**WHAT THIS TASK INVOLVES**
Exclude the pictures, then restate exactly each line of the data below from the first through the line containing "high-rise building with a point.".

=== DATA TO USE ===

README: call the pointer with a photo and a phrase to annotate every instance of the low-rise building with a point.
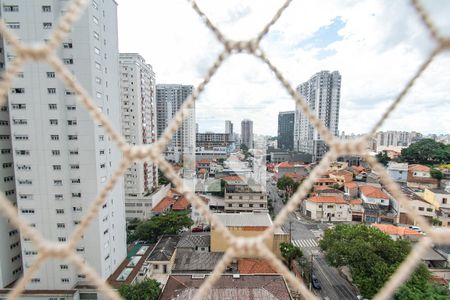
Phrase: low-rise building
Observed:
(327, 208)
(398, 171)
(373, 195)
(236, 286)
(419, 177)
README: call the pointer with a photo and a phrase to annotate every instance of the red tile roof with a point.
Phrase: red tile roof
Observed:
(232, 178)
(255, 266)
(420, 168)
(395, 230)
(163, 205)
(351, 185)
(372, 192)
(356, 202)
(327, 199)
(181, 204)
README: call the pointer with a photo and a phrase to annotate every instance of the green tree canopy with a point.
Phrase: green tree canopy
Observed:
(373, 257)
(383, 158)
(167, 223)
(290, 252)
(149, 289)
(426, 151)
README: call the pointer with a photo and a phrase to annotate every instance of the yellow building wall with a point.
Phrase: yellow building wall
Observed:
(219, 244)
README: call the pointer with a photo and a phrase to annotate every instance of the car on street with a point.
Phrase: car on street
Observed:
(315, 282)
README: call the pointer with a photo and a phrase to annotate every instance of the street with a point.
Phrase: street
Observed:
(305, 234)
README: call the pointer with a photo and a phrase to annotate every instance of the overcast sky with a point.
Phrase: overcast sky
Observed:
(375, 45)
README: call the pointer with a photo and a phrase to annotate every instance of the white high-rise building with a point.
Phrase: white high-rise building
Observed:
(10, 253)
(169, 98)
(137, 84)
(322, 93)
(247, 133)
(62, 157)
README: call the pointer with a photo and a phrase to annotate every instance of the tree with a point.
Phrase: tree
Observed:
(436, 173)
(290, 252)
(373, 257)
(383, 158)
(149, 289)
(426, 151)
(167, 223)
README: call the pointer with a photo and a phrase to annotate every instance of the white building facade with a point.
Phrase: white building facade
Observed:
(322, 93)
(138, 99)
(169, 99)
(62, 157)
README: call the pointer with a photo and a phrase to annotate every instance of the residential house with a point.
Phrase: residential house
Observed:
(236, 286)
(162, 258)
(373, 195)
(421, 207)
(327, 208)
(419, 177)
(351, 189)
(246, 225)
(397, 232)
(398, 171)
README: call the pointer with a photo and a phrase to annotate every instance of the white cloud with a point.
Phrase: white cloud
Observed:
(382, 45)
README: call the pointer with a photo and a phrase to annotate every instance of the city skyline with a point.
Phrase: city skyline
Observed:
(374, 67)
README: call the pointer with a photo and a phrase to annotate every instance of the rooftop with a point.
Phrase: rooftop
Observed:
(327, 199)
(251, 287)
(165, 248)
(373, 192)
(245, 219)
(396, 230)
(195, 239)
(195, 261)
(255, 266)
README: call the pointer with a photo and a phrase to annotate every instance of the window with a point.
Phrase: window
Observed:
(17, 90)
(11, 8)
(68, 61)
(18, 106)
(13, 25)
(20, 122)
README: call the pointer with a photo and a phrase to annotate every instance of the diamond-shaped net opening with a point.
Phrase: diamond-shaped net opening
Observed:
(238, 246)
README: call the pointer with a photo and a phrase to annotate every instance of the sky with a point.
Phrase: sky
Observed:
(375, 45)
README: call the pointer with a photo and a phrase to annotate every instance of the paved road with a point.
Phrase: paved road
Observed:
(305, 234)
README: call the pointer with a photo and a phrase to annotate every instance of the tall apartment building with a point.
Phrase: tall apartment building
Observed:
(10, 253)
(286, 130)
(322, 93)
(396, 138)
(247, 133)
(137, 84)
(61, 157)
(169, 98)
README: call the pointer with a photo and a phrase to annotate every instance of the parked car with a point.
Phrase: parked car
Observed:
(315, 282)
(197, 229)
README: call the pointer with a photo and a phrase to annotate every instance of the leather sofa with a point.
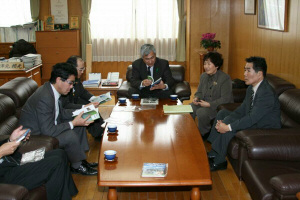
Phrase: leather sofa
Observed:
(19, 90)
(182, 88)
(268, 160)
(8, 122)
(279, 85)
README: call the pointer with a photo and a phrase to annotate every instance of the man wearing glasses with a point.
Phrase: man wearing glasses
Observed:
(79, 97)
(44, 115)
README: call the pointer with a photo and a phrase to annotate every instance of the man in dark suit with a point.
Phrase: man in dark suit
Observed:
(151, 66)
(52, 170)
(44, 115)
(79, 96)
(260, 109)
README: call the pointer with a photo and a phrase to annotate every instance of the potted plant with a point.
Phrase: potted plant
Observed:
(208, 42)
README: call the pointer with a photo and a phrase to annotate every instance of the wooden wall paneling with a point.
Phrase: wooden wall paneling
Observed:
(288, 44)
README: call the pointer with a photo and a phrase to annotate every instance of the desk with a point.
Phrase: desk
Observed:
(34, 73)
(104, 89)
(155, 138)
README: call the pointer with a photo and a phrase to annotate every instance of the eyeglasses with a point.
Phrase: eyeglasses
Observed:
(69, 82)
(81, 69)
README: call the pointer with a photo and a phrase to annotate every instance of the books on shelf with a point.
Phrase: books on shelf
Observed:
(154, 82)
(102, 98)
(88, 110)
(177, 109)
(149, 101)
(155, 170)
(91, 83)
(94, 80)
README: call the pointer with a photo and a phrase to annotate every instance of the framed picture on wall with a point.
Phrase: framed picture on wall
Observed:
(250, 7)
(272, 14)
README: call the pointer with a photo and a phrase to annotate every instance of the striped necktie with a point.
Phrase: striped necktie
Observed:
(251, 99)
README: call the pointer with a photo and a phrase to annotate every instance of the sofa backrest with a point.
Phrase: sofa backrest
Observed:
(8, 120)
(290, 108)
(19, 90)
(177, 72)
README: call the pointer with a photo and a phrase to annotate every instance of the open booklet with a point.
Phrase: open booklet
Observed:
(102, 98)
(154, 82)
(88, 110)
(155, 169)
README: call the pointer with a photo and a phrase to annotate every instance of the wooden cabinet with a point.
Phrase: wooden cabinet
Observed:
(55, 47)
(33, 73)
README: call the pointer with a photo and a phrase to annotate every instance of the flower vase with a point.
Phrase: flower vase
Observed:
(209, 49)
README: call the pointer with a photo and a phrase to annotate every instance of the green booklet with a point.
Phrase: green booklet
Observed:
(88, 110)
(176, 109)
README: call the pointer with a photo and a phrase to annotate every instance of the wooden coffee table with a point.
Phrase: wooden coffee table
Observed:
(155, 138)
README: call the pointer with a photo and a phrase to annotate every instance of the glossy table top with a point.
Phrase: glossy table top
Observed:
(154, 138)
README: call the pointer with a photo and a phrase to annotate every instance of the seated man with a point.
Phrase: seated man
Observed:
(78, 96)
(44, 115)
(260, 109)
(151, 66)
(53, 170)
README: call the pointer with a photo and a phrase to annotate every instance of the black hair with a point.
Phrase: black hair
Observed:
(215, 58)
(62, 70)
(259, 64)
(73, 60)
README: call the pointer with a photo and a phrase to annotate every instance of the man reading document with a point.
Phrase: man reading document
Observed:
(146, 73)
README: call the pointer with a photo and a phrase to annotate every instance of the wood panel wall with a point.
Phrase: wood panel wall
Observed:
(207, 16)
(281, 49)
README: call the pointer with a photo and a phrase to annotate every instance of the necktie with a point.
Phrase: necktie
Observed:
(251, 99)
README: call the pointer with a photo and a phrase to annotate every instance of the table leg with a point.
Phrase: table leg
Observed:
(195, 193)
(112, 193)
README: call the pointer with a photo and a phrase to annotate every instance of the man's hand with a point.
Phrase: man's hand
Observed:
(204, 104)
(8, 148)
(79, 121)
(146, 82)
(96, 104)
(17, 133)
(161, 86)
(222, 127)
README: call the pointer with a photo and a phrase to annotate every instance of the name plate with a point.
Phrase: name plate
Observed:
(11, 66)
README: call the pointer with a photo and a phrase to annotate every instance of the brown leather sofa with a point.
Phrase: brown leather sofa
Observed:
(279, 85)
(8, 122)
(182, 88)
(268, 160)
(19, 90)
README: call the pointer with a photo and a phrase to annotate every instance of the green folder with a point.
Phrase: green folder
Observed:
(177, 109)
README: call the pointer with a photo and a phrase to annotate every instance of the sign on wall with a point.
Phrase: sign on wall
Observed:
(59, 9)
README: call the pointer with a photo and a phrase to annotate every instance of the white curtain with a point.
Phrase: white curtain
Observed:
(120, 27)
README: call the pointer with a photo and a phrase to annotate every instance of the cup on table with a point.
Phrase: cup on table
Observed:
(112, 128)
(122, 100)
(173, 97)
(135, 96)
(110, 154)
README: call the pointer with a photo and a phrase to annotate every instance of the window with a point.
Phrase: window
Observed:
(15, 12)
(120, 27)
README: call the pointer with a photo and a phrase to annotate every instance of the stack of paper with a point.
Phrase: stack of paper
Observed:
(177, 109)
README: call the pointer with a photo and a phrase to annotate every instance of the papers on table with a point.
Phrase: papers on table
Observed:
(177, 109)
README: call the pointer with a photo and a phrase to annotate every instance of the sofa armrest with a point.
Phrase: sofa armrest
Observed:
(38, 141)
(286, 184)
(183, 90)
(9, 191)
(272, 144)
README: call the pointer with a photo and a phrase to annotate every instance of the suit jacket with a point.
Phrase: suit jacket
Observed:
(161, 69)
(216, 92)
(77, 97)
(265, 112)
(38, 113)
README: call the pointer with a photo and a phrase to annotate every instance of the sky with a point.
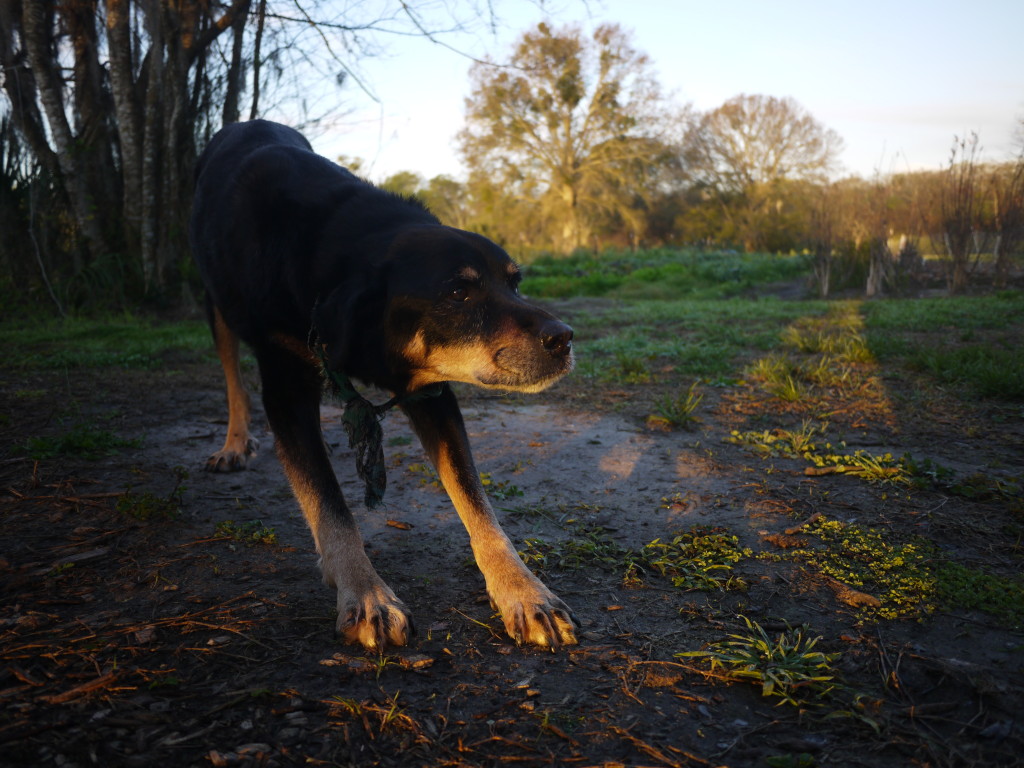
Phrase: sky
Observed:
(896, 79)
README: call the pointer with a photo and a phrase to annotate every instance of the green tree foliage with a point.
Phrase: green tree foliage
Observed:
(574, 127)
(751, 157)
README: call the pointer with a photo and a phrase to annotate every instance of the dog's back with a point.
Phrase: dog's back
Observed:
(274, 224)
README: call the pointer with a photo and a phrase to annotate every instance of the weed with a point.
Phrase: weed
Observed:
(147, 506)
(677, 410)
(500, 489)
(787, 668)
(698, 559)
(909, 579)
(779, 442)
(250, 534)
(630, 369)
(899, 574)
(590, 546)
(779, 377)
(876, 469)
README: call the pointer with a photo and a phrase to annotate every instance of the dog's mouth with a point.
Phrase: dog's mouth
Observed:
(519, 365)
(526, 371)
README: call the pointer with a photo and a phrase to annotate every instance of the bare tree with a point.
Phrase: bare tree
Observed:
(113, 97)
(745, 151)
(1008, 185)
(965, 236)
(581, 116)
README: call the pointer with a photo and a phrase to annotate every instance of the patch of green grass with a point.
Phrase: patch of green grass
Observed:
(791, 443)
(250, 532)
(657, 273)
(787, 667)
(81, 440)
(120, 342)
(696, 339)
(589, 546)
(987, 369)
(700, 558)
(146, 506)
(500, 489)
(909, 579)
(972, 343)
(676, 410)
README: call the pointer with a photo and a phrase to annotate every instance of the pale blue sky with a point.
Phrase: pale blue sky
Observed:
(896, 80)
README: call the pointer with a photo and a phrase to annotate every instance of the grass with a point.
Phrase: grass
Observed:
(701, 558)
(250, 532)
(119, 342)
(657, 273)
(635, 342)
(787, 667)
(908, 579)
(676, 409)
(970, 343)
(145, 506)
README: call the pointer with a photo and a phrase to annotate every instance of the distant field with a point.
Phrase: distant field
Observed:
(658, 273)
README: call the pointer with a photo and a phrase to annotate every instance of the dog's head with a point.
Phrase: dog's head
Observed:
(451, 310)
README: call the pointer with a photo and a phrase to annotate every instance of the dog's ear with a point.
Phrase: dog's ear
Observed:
(350, 313)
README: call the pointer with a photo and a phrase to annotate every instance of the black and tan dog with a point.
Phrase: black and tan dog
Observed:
(311, 266)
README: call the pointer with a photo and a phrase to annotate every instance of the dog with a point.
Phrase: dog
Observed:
(322, 273)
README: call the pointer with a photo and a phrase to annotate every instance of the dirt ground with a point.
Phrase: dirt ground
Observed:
(134, 632)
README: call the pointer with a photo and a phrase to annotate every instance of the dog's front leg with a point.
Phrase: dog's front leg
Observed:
(530, 611)
(369, 612)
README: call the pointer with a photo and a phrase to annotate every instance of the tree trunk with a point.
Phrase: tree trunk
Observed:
(129, 120)
(37, 23)
(150, 232)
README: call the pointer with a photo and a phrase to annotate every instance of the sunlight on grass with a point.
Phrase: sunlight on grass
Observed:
(786, 667)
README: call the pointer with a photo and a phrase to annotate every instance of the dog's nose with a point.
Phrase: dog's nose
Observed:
(557, 338)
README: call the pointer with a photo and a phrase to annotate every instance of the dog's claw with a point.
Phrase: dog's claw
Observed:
(232, 459)
(540, 619)
(380, 621)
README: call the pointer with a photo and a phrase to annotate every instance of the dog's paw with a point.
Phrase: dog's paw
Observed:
(532, 613)
(375, 620)
(232, 457)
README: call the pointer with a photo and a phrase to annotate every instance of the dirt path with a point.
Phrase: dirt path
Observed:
(139, 630)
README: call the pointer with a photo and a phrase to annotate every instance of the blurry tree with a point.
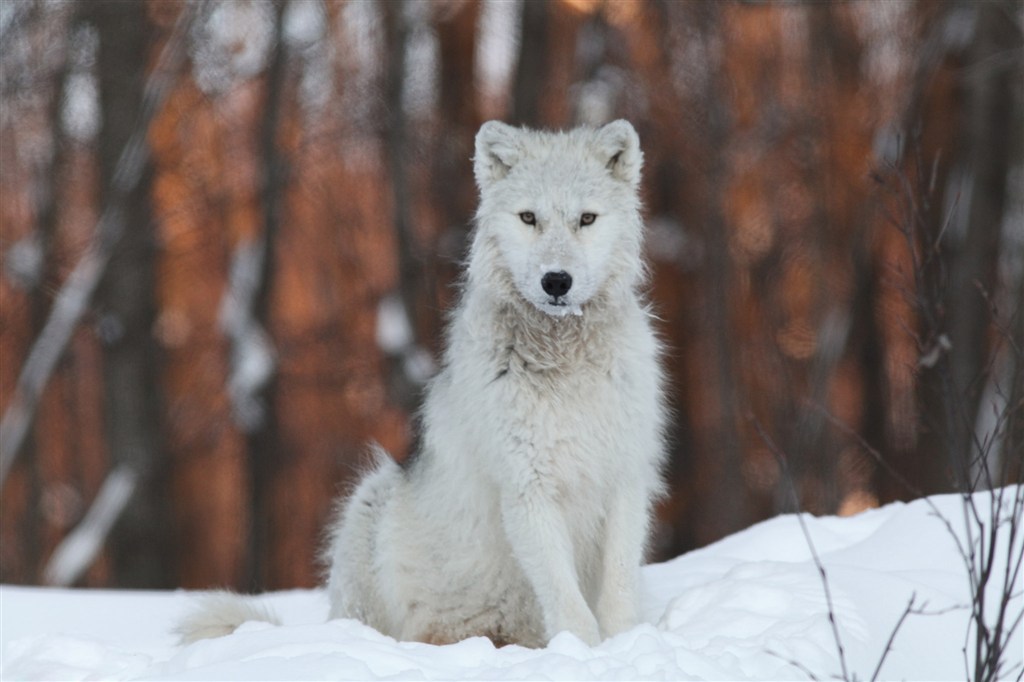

===

**EXERCISE OUTPUT**
README: call the pointer with a photo and a phrase to annotate every instance of the low-rise building with a point.
Phrase: low-rise building
Observed:
(327, 208)
(398, 171)
(373, 195)
(236, 286)
(419, 177)
README: call the pointer with a photo and a phrase to annotate every instance of the red tile roof with a point.
Phrase: red tile roof
Observed:
(232, 178)
(255, 266)
(420, 168)
(395, 230)
(163, 205)
(351, 185)
(372, 192)
(356, 202)
(327, 199)
(181, 204)
README: call the pointer with a photo and a phrase to annotate every instance of the green tree canopy with a point.
Phrase: green tree canopy
Observed:
(373, 257)
(383, 158)
(167, 223)
(290, 252)
(149, 289)
(426, 151)
README: call the pointer with a photo and a phrase to annotate every instance of the yellow building wall with a point.
Phrase: yellow building wall
Observed:
(219, 244)
README: call the pointer with a photo and a phrase to annotate every instance of the car on street with a point.
Phrase: car on street
Observed:
(315, 282)
README: call the pointer with a photo and a phrase to annotate every instance of the street with a point.
Phrase: street
Observed:
(305, 234)
README: call the pointer with a photo and a phrase to annotate every instance of the overcast sky with a point.
Phrase: overcast sky
Observed:
(375, 45)
README: call the pointer with a photo and a phrase to annotate every instance of the white high-rise building with a point.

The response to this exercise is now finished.